Rewrite the records below, changing every "drop a marker" to "place a pin" and keeping everything else the same.

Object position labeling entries

──────────

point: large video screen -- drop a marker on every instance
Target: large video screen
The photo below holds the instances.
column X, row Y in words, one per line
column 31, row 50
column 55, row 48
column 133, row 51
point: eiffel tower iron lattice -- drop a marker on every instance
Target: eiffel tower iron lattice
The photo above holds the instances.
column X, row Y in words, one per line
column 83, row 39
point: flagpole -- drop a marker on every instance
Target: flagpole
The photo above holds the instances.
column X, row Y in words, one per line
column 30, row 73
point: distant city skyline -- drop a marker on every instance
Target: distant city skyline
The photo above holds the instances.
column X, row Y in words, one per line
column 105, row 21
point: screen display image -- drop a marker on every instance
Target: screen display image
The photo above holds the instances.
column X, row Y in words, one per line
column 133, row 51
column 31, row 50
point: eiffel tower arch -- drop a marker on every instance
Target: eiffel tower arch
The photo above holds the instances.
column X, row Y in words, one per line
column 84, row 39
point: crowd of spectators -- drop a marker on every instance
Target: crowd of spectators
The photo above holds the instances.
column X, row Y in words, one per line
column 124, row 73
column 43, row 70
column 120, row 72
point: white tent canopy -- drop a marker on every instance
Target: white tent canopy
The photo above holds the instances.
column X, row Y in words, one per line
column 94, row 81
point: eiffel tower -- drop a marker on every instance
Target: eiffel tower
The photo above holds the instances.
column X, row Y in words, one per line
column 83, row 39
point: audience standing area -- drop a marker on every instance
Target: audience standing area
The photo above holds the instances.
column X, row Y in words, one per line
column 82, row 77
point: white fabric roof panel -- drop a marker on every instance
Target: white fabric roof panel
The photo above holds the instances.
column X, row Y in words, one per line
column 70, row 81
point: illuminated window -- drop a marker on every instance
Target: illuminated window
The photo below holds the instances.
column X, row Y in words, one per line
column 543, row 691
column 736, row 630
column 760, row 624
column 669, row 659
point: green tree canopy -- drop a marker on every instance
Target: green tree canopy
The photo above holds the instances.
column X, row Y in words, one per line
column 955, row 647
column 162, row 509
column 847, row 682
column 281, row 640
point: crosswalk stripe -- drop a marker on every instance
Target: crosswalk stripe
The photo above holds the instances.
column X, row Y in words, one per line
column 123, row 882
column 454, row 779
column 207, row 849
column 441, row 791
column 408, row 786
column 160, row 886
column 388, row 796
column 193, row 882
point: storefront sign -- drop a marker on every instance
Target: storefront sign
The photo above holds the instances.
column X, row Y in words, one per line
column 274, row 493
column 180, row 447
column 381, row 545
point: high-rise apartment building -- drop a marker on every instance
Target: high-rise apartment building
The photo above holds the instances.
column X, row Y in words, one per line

──────────

*SOLVED EXERCISE*.
point: large video screen -- place a pin on every instance
Target: large video screen
The photo below holds the instances.
column X, row Y in words, one per line
column 31, row 50
column 55, row 48
column 133, row 51
point: eiffel tower iron lattice -- place a pin on every instance
Target: eiffel tower iron lattice
The photo above holds the instances.
column X, row Y in words, one per line
column 83, row 39
point: flagpole -- place a pin on every instance
Target: flagpole
The photo above holds the instances.
column X, row Y in words, one per line
column 30, row 73
point: distant city skyline -- place a pin on every instance
Target: distant city skyline
The photo above holds the instances.
column X, row Y in words, one per line
column 105, row 21
point: screen display image -- place a pin on every instance
Target: screen display image
The photo above holds the instances.
column X, row Y in words, one per line
column 133, row 51
column 31, row 50
point: eiffel tower arch -- place a pin on every instance
Target: eiffel tower arch
The photo above holds the instances.
column X, row Y in words, one per line
column 84, row 39
point: crowd of spectators -- place a pin on every instance
Target: crowd of spectators
The photo above holds the instances.
column X, row Y in words, one per line
column 124, row 73
column 43, row 70
column 120, row 72
point: white tent canopy -- place a pin on every instance
Target: white tent canopy
The photo above holds the instances.
column X, row Y in words, one per line
column 94, row 81
point: eiffel tower -- place a pin on every instance
Target: eiffel tower
The photo above holds the instances.
column X, row Y in words, one per line
column 83, row 39
point: audience standing area -- place a pin on every instance
Target: audience standing area
The photo above holds the instances.
column X, row Y in words, one per line
column 82, row 77
point: white fabric roof panel -- place a pin on every instance
Target: white fabric roof panel
The photo above holds the instances.
column X, row Y in words, one per line
column 70, row 81
point: illuminated window -- place a pin on every instance
Target: illuminated window
The photo below holds the instances.
column X, row Y in words, one per line
column 543, row 691
column 736, row 630
column 760, row 624
column 669, row 659
point: green tree canopy -- place a pin on every instance
Target: green tree canopy
The photo above holds the instances.
column X, row Y in words, one per line
column 955, row 647
column 162, row 509
column 847, row 682
column 281, row 640
point: crosswalk stripe -- place a pin on every instance
Target: crosswalk stripe
The photo above holds the instances.
column X, row Y in words, one per line
column 123, row 882
column 454, row 779
column 207, row 849
column 441, row 791
column 408, row 786
column 160, row 886
column 388, row 796
column 193, row 882
point: storefront sign -- place a pin on every instance
Target: storefront sign
The photo above holds the instances.
column X, row Y in words, one per line
column 274, row 493
column 180, row 447
column 381, row 545
point: high-rise apartment building -- place a pin on every instance
Target: high-rise apartment building
The photo above holds the instances.
column X, row Y in words, one per line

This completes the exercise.